YOUR ASSIGNMENT. For each line in the records, produce an exact copy.
###
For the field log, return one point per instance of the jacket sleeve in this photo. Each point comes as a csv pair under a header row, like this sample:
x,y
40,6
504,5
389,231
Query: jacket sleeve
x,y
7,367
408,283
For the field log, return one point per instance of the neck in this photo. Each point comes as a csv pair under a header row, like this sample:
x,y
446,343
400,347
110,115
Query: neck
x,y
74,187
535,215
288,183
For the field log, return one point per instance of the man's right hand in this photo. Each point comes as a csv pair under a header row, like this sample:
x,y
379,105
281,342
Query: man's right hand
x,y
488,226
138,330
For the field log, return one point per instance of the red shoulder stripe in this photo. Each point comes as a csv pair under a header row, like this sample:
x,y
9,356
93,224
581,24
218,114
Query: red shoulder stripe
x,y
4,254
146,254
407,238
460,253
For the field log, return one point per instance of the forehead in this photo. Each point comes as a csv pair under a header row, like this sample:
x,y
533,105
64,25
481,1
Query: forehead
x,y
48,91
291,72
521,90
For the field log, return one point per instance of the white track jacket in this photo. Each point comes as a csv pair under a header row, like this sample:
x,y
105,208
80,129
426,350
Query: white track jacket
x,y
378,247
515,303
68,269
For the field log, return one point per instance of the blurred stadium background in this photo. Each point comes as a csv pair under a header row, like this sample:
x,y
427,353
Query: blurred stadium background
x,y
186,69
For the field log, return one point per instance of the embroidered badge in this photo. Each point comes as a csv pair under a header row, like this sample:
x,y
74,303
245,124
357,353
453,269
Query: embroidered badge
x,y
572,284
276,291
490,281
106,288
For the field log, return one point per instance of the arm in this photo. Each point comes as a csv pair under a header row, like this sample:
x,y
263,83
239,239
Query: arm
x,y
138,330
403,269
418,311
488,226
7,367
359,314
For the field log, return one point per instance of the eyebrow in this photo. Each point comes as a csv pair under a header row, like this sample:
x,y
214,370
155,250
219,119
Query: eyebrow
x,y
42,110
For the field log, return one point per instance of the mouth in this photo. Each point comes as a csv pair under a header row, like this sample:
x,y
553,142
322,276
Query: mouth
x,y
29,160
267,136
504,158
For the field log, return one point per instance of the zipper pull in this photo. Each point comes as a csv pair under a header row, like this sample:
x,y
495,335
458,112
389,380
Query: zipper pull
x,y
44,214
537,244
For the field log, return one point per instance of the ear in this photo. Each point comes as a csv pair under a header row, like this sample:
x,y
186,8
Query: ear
###
TASK SOLUTION.
For the field log, return one point per instance of the jacket sleeve in this photo. Each point comes as a csv pair under a header row, like this sample:
x,y
40,6
504,5
389,231
Query: jacket sleeve
x,y
7,367
408,283
For the field log, return one point per instance of the neck in this photo. Each point comes as a csv pair under a header row, like this sample:
x,y
446,343
400,347
110,115
Query: neck
x,y
74,187
535,215
288,183
For the field log, return one point per instance of the man's right hand in this photo. Each point comes as a csv pair under a header row, like this sample:
x,y
379,105
281,342
Query: man's right hand
x,y
488,226
138,330
For the field log, return one point per instance of the red shoulder stripe in this photo. Each point comes as a csv pair under a header row, like this sample:
x,y
9,356
93,224
581,24
218,114
Query: red shoulder stripe
x,y
4,254
146,254
407,238
460,253
For the field log, return one point per instance of the forehead in this photo. Each point comes as a csv pair under a header row, like this sample:
x,y
533,105
64,25
481,1
Query: forehead
x,y
48,91
291,72
521,90
For the field log, return one point per instance of the white track jacket in this photo. Each point comes as a csv pair under a header row, like this sample:
x,y
105,208
80,129
426,350
Query: white track jacket
x,y
378,247
515,303
68,269
For the field log, return one point per instance of the blurred stadium background in this photo. Each point comes as a csv pair under a header row, like this sample:
x,y
427,353
Query: blurred stadium background
x,y
186,69
For the field log, return one point per instance of the embroidered badge in this photo. Each point comes as a csv pair under a header row, like this sample:
x,y
74,303
245,124
357,353
453,269
Query: embroidered badge
x,y
572,284
276,291
490,281
106,288
For the field log, return one point per instance of the arm in this photo. Each point comes as a csv pair under a header row, like this sample:
x,y
263,83
239,239
Query: arm
x,y
138,330
403,269
418,311
488,226
7,367
359,314
For the field log, return one point per instance of the eyebrow in this photo. Each point comes as a csv pair under a header row, like this sample:
x,y
214,370
155,250
219,119
Query: eyebrow
x,y
42,110
For the field log, return one point per instance of the mouth in this photo. Each point comes as a csv pair under a header row, like this sample:
x,y
553,142
322,276
Query: mouth
x,y
29,160
267,136
504,158
For the field log, return one point per instance of the zipper pull in this photo. Each point comes as a csv pair under a header row, like this sample:
x,y
495,335
458,112
389,380
Query: zipper pull
x,y
44,214
537,244
For the field log, return one point per instance of the ear in this photo. Each point comes as a csv pair under a header row, like this sample:
x,y
186,8
Query: ear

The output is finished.